• **Page excerpt**:
* Start *
Another way to say that something has internal mutability is that this something can be modified through a &-reference - that is, if you have a value of type &T and you can modify the state of T which it points at, then T has internal mutability.
For example, Cell can contain Copy data and it can be mutated even if it is stored in non-mut location:
let c: Cell<u32> = Cell::new(1);
c.set(2);
assert_eq!(c.get(), 2);
RefCell can contain non-Copy data and it can give you &mut pointers to its contained value, and absence of aliasing is checked at runtime. This is all explained in detail on their documentation pages.
* End *
• **Provided records**:
* Start *
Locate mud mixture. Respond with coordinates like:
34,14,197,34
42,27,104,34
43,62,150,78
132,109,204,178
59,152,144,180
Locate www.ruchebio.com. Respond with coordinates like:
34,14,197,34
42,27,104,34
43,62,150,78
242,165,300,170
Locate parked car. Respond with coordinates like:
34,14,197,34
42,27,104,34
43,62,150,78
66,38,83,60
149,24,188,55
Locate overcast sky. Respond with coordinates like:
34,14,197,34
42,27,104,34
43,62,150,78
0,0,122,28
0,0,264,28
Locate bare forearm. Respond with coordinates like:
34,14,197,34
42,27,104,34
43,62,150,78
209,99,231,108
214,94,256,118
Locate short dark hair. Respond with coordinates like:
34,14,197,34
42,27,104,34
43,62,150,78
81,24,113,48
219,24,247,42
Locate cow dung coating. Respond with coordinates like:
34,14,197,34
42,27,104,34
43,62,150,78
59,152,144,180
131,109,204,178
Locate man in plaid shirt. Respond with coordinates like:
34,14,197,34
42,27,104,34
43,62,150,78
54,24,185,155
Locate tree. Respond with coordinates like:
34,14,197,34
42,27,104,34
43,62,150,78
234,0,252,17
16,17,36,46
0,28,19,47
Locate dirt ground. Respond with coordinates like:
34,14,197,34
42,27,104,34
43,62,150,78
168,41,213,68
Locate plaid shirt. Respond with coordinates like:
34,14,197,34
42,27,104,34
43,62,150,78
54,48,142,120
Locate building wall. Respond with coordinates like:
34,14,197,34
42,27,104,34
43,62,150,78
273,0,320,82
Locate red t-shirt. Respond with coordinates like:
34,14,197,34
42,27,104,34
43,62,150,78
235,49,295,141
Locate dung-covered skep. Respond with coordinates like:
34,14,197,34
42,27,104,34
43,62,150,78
* End *
• **Tasks to carry out**:
- a) From the Rust interior mutability excerpt, list every method that the code lines call on the Cell value or type.
- b) Answer these questions using the Rust interior mutability excerpt:
(i) What kind of data can Cell contain?
(ii) When is the absence of aliasing checked for RefCell?
(iii) What value does the code pass to c.set?
- c) Proceed with the Rust interior mutability excerpt, starting right after its last sentence.

• **Outputs in order**:
- a) new, set, get

- b)
(i) Copy data
(ii) At runtime
(iii) 2

- c)
As it turned out, in overwhelming number of situations you can easily go with external mutability only. Most of existing high-level code in Rust is written that way. Sometimes, however, internal mutability is unavoidable or makes the code much clearer. One example, Rc implementation, is already described above. Another one is when you need shared mutable ownership (that is, you need to access and modify the same value from different parts of your code) - this is usually achieved via Rc<RefCell<T>>, because it can't be done with references alone. Even another example is Arc<Mutex<T>>, Mutex being another type for internal mutability which is also safe to use across threads.
So, as you can see, Cell and RefCell are not replacements for Rc or Box; they solve the task of providing you mutability somewhere where it is not allowed by default. You can write your code without using them at all; and if you get into a situation when you would need them, you will know it.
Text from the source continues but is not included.